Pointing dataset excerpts
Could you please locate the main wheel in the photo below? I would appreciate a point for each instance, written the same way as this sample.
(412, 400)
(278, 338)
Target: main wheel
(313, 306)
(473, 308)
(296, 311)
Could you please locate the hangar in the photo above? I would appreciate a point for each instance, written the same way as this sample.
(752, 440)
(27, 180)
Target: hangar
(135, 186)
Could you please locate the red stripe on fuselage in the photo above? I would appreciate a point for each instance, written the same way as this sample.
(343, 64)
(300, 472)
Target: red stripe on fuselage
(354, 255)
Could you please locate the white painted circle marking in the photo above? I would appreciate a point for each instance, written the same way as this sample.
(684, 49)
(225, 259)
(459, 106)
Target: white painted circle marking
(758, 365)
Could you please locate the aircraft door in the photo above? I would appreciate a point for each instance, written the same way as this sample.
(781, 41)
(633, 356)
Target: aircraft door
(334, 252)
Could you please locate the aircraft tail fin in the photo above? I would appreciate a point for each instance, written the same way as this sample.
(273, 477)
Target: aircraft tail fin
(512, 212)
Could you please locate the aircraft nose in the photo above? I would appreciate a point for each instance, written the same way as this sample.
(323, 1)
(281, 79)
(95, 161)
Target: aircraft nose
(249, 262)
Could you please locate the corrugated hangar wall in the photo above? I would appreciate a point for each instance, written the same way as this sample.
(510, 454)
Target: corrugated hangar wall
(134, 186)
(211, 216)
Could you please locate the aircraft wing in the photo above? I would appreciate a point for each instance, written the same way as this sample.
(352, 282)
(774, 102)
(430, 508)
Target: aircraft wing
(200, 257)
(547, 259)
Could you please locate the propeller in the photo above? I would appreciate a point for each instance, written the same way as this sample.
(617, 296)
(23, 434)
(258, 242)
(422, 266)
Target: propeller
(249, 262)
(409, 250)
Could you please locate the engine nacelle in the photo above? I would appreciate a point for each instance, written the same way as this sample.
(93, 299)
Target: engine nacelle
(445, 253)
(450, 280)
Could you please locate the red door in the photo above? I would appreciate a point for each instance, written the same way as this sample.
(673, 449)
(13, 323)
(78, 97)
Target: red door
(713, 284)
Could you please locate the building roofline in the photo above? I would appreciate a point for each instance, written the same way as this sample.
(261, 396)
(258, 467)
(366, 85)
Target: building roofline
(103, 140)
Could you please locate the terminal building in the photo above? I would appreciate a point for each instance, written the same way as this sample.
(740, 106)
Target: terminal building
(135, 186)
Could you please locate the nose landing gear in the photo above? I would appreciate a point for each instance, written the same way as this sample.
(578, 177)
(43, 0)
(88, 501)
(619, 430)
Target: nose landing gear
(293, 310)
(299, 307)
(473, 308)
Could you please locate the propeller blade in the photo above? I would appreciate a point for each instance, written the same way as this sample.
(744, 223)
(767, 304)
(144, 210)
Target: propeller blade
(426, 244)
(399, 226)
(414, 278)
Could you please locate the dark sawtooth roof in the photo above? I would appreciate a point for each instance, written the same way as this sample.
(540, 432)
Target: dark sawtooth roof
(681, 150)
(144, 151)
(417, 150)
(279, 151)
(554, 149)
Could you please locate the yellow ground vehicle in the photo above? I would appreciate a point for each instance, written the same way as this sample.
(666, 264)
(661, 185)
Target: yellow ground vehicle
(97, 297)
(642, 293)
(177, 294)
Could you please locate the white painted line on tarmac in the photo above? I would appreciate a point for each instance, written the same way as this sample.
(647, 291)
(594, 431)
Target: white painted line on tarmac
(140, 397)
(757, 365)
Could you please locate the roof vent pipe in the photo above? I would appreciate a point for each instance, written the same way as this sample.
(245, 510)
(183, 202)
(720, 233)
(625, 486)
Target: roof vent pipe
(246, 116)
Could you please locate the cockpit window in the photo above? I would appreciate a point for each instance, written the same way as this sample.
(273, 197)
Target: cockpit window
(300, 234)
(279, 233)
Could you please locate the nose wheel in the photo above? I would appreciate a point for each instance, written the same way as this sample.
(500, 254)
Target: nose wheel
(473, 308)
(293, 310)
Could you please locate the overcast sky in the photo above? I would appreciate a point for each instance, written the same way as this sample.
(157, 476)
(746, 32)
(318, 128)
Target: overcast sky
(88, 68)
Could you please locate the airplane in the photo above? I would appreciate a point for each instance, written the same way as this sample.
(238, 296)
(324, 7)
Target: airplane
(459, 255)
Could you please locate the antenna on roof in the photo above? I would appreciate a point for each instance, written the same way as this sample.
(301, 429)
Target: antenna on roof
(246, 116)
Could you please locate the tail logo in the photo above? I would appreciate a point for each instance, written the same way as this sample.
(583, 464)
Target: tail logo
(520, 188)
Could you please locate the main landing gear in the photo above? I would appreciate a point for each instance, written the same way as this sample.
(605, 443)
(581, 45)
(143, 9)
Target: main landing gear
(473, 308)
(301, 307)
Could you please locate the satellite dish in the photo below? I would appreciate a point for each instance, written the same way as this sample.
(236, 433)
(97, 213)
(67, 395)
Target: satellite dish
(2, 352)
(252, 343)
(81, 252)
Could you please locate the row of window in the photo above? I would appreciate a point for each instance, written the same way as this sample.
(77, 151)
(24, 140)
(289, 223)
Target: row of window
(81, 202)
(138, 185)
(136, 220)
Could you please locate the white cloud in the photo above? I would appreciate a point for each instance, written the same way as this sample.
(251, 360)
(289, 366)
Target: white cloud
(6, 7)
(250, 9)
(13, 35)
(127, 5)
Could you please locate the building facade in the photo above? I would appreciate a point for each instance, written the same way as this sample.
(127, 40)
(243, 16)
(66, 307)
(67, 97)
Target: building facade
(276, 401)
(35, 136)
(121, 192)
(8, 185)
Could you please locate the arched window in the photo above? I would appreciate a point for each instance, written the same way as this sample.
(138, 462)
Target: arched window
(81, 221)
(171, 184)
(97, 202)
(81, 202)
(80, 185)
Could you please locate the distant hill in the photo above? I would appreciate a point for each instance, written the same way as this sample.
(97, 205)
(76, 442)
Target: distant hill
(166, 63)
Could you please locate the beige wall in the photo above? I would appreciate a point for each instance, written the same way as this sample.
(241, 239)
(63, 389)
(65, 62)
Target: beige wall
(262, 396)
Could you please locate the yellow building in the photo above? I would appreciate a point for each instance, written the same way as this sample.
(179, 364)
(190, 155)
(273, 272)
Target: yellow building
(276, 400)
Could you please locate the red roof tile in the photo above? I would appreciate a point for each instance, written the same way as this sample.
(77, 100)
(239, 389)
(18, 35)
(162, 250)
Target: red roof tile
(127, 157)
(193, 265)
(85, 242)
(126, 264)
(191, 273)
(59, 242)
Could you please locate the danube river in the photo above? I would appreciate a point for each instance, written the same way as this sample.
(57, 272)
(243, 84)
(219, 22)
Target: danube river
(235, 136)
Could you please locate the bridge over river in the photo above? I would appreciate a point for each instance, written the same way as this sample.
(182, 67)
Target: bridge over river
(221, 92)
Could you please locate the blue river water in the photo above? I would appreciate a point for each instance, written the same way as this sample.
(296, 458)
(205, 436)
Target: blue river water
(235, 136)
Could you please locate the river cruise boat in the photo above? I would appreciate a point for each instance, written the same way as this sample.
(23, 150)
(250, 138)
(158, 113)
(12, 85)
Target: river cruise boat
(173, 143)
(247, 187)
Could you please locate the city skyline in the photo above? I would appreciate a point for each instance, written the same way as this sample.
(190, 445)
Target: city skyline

Instruction => Exactly as shown, repeat every record.

Solution to this exercise =>
Could you please locate the main wheel in the photo below? I would appreciate a point for each instance, written the same way as this sample.
(412, 400)
(278, 338)
Target: main wheel
(313, 306)
(473, 308)
(296, 311)
Could you please locate the hangar in the photo above? I would appreciate a point for each instance, written the same way as this sample.
(752, 440)
(27, 180)
Target: hangar
(135, 186)
Could you please locate the red stripe on fuselage in the photo above? I would appreciate a point for each instance, written the same way as this sample.
(343, 64)
(300, 472)
Target: red stripe on fuselage
(354, 255)
Could you please locate the white painted circle marking in the photo above? I would appreciate a point for each instance, written the same way as this sample.
(684, 49)
(225, 259)
(459, 106)
Target: white painted circle marking
(758, 365)
Could you please locate the aircraft door in the photo above? I would appreciate a point for each instance, written the same way as this sample.
(781, 41)
(633, 356)
Target: aircraft door
(334, 252)
Could you please locate the aircraft tail fin in the photo above? I would appreciate a point for each instance, written the same way as this sample.
(273, 477)
Target: aircraft tail fin
(512, 212)
Could you please locate the aircraft nose in the photo above? I would appreciate a point for each instance, written the same way as this sample.
(323, 1)
(281, 79)
(95, 161)
Target: aircraft nose
(249, 262)
Could you please locate the corrugated hangar wall in the photo above? I would appreciate a point for each instance, written the same way as this sample.
(510, 454)
Target: corrugated hangar wall
(134, 186)
(211, 216)
Could you please locate the aircraft wing in the photo above? I would appreciate a point for each instance, written the same way as this sample.
(352, 282)
(774, 102)
(430, 508)
Target: aircraft wing
(200, 257)
(547, 259)
Could you please locate the propeller in the photo above? I would appreciate a point for each instance, written the same way as this sample.
(617, 296)
(23, 434)
(258, 242)
(422, 266)
Target: propeller
(249, 262)
(409, 250)
Could you please locate the engine nacelle in the photo above? I would appreciate a point for each instance, written the same way as this sample.
(93, 299)
Target: engine nacelle
(445, 253)
(450, 280)
Could you please locate the red door in the photo above? I would appreciate a point for each instance, written the same way as this sample.
(673, 449)
(13, 323)
(78, 97)
Target: red door
(713, 284)
Could you please locate the building roofline in the photo above? I would appreciate a point for each instance, written the same way as this sample.
(261, 396)
(258, 467)
(366, 85)
Target: building roofline
(103, 140)
Could you please locate the terminal building in the photo above? I would appreciate a point for each instance, written the same way as this sample.
(740, 106)
Target: terminal building
(135, 186)
Could you please locate the nose landing gear in the photo above? I would appreciate a point for each instance, written the same way as this sample.
(578, 177)
(43, 0)
(88, 501)
(619, 430)
Target: nose landing gear
(293, 310)
(299, 307)
(473, 308)
Could you please locate the propeller blade in the photo above? I would appreciate a point for each instance, written the same way as this sample.
(744, 223)
(767, 304)
(144, 210)
Target: propeller blade
(426, 244)
(399, 226)
(414, 278)
Could you please locate the dark sawtooth roof in the photo above? I would appreciate a point for each instance, written the same way as this sample.
(540, 432)
Target: dark sawtooth roof
(681, 150)
(144, 151)
(417, 150)
(279, 151)
(554, 149)
Could you please locate the yellow ground vehicle in the photo above? I would appreciate a point for each instance, written the same way as this sample.
(666, 264)
(661, 185)
Target: yellow ground vehicle
(97, 297)
(642, 293)
(177, 294)
Could you please locate the white painted line on tarmac in the photo above? I would appreciate a point for each instance, written the same way as this sample.
(647, 291)
(594, 431)
Target: white painted line on tarmac
(140, 397)
(757, 365)
Could you please locate the roof vent pipe in the photo above? I would appreciate a point for each instance, written the same way as this sample.
(245, 510)
(183, 202)
(720, 233)
(625, 486)
Target: roof vent pipe
(246, 116)
Could you please locate the cockpit window in the photo above? I would appreciate a point for each instance, written the same way as this sample.
(273, 197)
Target: cockpit window
(300, 234)
(279, 233)
Could you please locate the nose wheel in the photo above? I would appreciate a point for each instance, written the same way as this sample.
(500, 254)
Target: nose wheel
(473, 308)
(293, 310)
Could you please locate the overcast sky in the photo above? I would appreciate a point for each instance, written the same way as this sample.
(157, 476)
(746, 32)
(318, 128)
Target: overcast sky
(88, 68)
Could you please locate the airplane in the photo above? I would appreciate a point for each instance, written the same way as this sample.
(238, 296)
(324, 7)
Target: airplane
(459, 255)
Could you please locate the antenna on roof in the photo above? I would appreciate a point for each instance, written the same way as this sample.
(301, 429)
Target: antenna on roof
(246, 116)
Could you please locate the tail logo in the photo above? I would appreciate a point for each instance, written the same way as this sample.
(583, 464)
Target: tail logo
(520, 188)
Could you please locate the main landing gear in the photo above? I would appreciate a point for each instance, written the same way as this sample.
(605, 443)
(581, 45)
(143, 9)
Target: main landing gear
(473, 308)
(301, 307)
Could you please locate the satellite dish in the photo below? I would appreciate a point for each instance, written the same way as this sample.
(236, 433)
(97, 213)
(67, 395)
Target: satellite dish
(2, 352)
(252, 343)
(81, 252)
Could you please locate the row of window in the photo above? I would appreciate a point for each instance, written the same way as this sample.
(77, 151)
(24, 140)
(289, 223)
Target: row of window
(81, 202)
(138, 185)
(136, 220)
Could you please locate the white cloud in the photo above? I would appreciate a point for each instance, written the same way as this sample.
(251, 360)
(289, 366)
Target: white cloud
(6, 7)
(250, 9)
(13, 35)
(127, 5)
Could you please locate the building facade in the photo above? I would appreciate a point for each instance, written the same way as this sample.
(127, 40)
(243, 16)
(66, 307)
(67, 97)
Target: building facade
(276, 401)
(35, 136)
(121, 192)
(8, 185)
Could you please locate the arched window in the photo above? I would appreciate a point for each instance, written the same way as this sample.
(138, 462)
Target: arched window
(81, 221)
(171, 184)
(97, 202)
(81, 202)
(80, 185)
Could you please locate the distant hill in the photo above? I would appreciate a point for each instance, written the same way as this sample.
(97, 205)
(76, 442)
Target: distant hill
(166, 63)
Could you please locate the beige wall in the photo above? I would appreciate a point for each instance, written the same way as this sample.
(241, 239)
(63, 389)
(65, 62)
Target: beige wall
(262, 396)
Could you please locate the yellow building in the photo above? I would appreciate a point for each instance, written the same way as this sample.
(179, 364)
(190, 155)
(273, 272)
Target: yellow building
(276, 400)
Could you please locate the red roof tile in the photo above? I would appreciate a point for each instance, written the same way as this sample.
(77, 100)
(239, 389)
(18, 35)
(162, 250)
Target: red roof tile
(127, 157)
(193, 265)
(85, 242)
(126, 264)
(191, 273)
(59, 242)
Could you please locate the danube river in the photo above? I would appreciate a point for each instance, written the same way as this sample.
(57, 272)
(243, 84)
(219, 22)
Target: danube river
(235, 136)
Could you please locate the bridge over river in the photo above? I would appreciate a point for each instance, written the same way as this sample.
(182, 67)
Target: bridge over river
(221, 92)
Could you please locate the blue river water in the photo above? I would appreciate a point for each instance, written the same way as this sample.
(296, 458)
(205, 436)
Target: blue river water
(235, 136)
Could you please locate the river cruise boat in the photo above? I would appreciate a point for each instance, written the same way as this sample.
(23, 150)
(250, 138)
(158, 113)
(12, 85)
Target: river cruise boat
(173, 143)
(247, 187)
Could you please locate the city skyline in the photo above? I would appreciate a point for each instance, written the same way as this sample.
(190, 445)
Target: city skyline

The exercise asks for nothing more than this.